* Text extract *

■ ■ ■ ■ ■ ■ ■

7.5.5. Future Technology Scenarios

As part of the preliminary work associated with this report, industry was asked to consider what advances in technology might be applicable for aircraft in the year 2050. Numerous projections were made by an expert group from the aeronautical industry (engine, airframe, and aerospace manufacturers). The group provided their best judgments of fuel efficiency and NOx technology scenarios for the year 2050 (ICCAIA, 1997f) to the ICAO Committee on Aviation Environmental Protection Forecasting and Economic Support Group (FESG) for use in Chapter 9 of this report. The assumptions for the 2050 scenarios were as follows:

• Continued demand for worldwide commercial/regional/ general aviation aircraft
• Technology advancement to be addressed for all engine sizes
• Unrestricted kerosene availability
• Development time and operational life of modern aircraft = 40-50 years
• All airworthiness requirements achievable
• Economically viable
• No impact on noise
• Possible NOx reduction scenarios.

Chapter 9 of this report considers the conclusions of the group in conjunction with FESG traffic scenario projections. Together, these considerations take account not only of long-term demand but also of fuel burn and emissions (see Chapter 9). The latter two depend on three factors:

• Airframe technology developments (discussed in Sections 7.2 and 7.3)
• Trends in engine design (discussed in Section 7.4)
• Combustion system development-in particular NOx reduction scenarios, based in one case on the best near-term combustor technology and in the other on longer term NOx reduction combustor technology (discussed in Sections 7.5.3 and 7.5.4, respectively).

The benefits arising from the first item influence projections in terms of fuel efficiency alone. The other two items take into account the net effects of cycle changes and emissions reductions strategies. Two potential long-term aircraft technology scenarios emerged from these deliberations. These scenarios are summarized in Table 7-6.

The outcome of these deliberations is that a basis now exists for the development and ongoing monitoring of future research strategies as air transport and concern about its environmental impact continues to grow.

7.5.6. Summary of Key Points Relating to Combustion Technology

Several important conclusions can be drawn from the present assessment of combustion technology in relation to emissions production and control:

• Research and development programs over the past 25 years have provided a basis for vastly improved combustion systems for modern aircraft engines. Current combustion systems achieve virtually 100% energy conversion efficiency at virtually all power settings. Better fuel/air mixing processes, liner cooling techniques, and materials have contributed to this progress. The levels of unburned products, such as CO and HC, from engines are now very low, and visible smoke levels are now under control.

■ ■ ■ ■ ■ ■ ■

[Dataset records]

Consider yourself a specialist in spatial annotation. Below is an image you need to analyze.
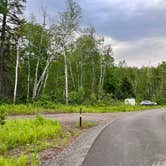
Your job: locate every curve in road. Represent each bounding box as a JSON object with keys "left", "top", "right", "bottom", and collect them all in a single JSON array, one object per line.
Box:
[{"left": 82, "top": 109, "right": 166, "bottom": 166}]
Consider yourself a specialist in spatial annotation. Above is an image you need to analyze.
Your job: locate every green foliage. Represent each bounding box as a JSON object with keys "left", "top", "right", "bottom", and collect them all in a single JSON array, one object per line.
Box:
[
  {"left": 0, "top": 116, "right": 61, "bottom": 154},
  {"left": 0, "top": 108, "right": 6, "bottom": 125},
  {"left": 0, "top": 104, "right": 38, "bottom": 116},
  {"left": 0, "top": 155, "right": 29, "bottom": 166},
  {"left": 69, "top": 88, "right": 85, "bottom": 104}
]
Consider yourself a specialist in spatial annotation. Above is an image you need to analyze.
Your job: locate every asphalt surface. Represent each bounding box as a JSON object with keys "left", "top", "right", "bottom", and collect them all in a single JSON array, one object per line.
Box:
[{"left": 82, "top": 109, "right": 166, "bottom": 166}]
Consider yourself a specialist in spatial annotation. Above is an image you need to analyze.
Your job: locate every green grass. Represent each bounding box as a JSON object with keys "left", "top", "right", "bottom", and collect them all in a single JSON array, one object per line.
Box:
[
  {"left": 0, "top": 103, "right": 165, "bottom": 115},
  {"left": 0, "top": 116, "right": 61, "bottom": 154},
  {"left": 0, "top": 155, "right": 28, "bottom": 166}
]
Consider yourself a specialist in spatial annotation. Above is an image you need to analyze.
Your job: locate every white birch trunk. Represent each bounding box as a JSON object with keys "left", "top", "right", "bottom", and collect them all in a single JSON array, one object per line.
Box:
[
  {"left": 98, "top": 58, "right": 103, "bottom": 99},
  {"left": 32, "top": 57, "right": 40, "bottom": 100},
  {"left": 13, "top": 43, "right": 20, "bottom": 104},
  {"left": 64, "top": 51, "right": 69, "bottom": 104},
  {"left": 69, "top": 60, "right": 76, "bottom": 89},
  {"left": 27, "top": 55, "right": 30, "bottom": 102}
]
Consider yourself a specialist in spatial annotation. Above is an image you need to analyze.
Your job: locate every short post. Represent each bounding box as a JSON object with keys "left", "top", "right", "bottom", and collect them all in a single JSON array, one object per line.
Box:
[{"left": 80, "top": 108, "right": 82, "bottom": 128}]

■ ■ ■ ■ ■ ■ ■

* Required work *
1. In the aviation technology passage, reproduce word for word the portion starting with "7.5.6. Summary of" and going on through "now under control.".
2. According to the aviation technology passage, fuel burn and emissions depend on which three factors? List each one.

* Expected outputs *
1.
7.5.6. Summary of Key Points Relating to Combustion Technology

Several important conclusions can be drawn from the present assessment of combustion technology in relation to emissions production and control:

• Research and development programs over the past 25 years have provided a basis for vastly improved combustion systems for modern aircraft engines. Current combustion systems achieve virtually 100% energy conversion efficiency at virtually all power settings. Better fuel/air mixing processes, liner cooling techniques, and materials have contributed to this progress. The levels of unburned products, such as CO and HC, from engines are now very low, and visible smoke levels are now under control.

2.
- Airframe technology developments
- Trends in engine design
- Combustion system development, in particular NOx reduction scenarios